** Begin **
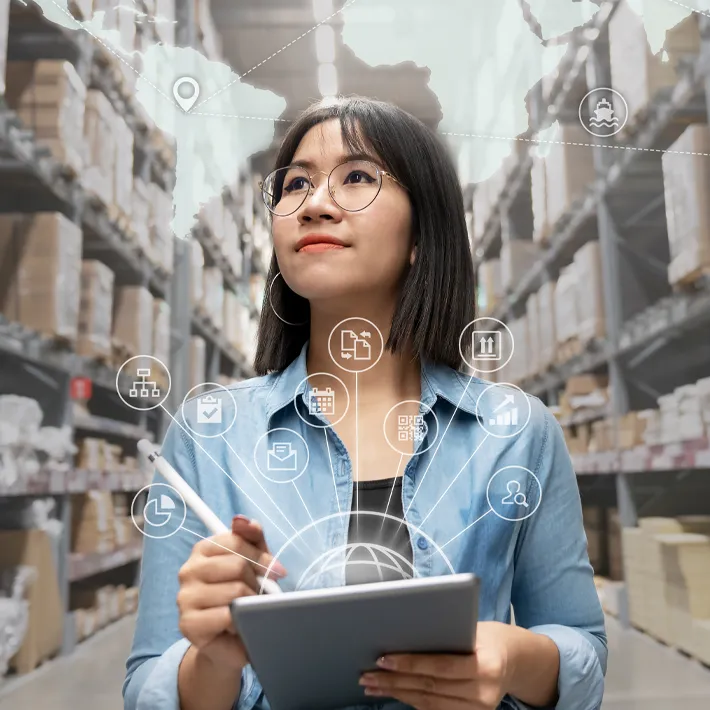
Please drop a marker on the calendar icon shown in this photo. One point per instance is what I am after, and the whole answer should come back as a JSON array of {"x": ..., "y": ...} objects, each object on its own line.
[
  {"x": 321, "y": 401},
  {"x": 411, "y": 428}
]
** End **
** Begin **
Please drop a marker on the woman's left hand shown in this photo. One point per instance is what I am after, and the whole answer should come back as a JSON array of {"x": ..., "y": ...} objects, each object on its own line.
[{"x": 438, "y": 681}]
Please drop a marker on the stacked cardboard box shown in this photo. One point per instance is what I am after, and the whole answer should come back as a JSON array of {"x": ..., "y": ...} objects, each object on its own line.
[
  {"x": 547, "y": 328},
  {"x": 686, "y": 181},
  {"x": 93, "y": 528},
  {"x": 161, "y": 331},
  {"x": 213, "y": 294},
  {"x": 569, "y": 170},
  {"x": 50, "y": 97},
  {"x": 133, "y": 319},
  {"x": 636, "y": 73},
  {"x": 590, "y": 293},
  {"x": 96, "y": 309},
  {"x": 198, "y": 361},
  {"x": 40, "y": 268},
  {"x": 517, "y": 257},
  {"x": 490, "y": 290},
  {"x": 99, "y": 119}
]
** End **
### Problem details
Count the lines in the records above that contain the word "after" and reply with only that number.

### Task result
3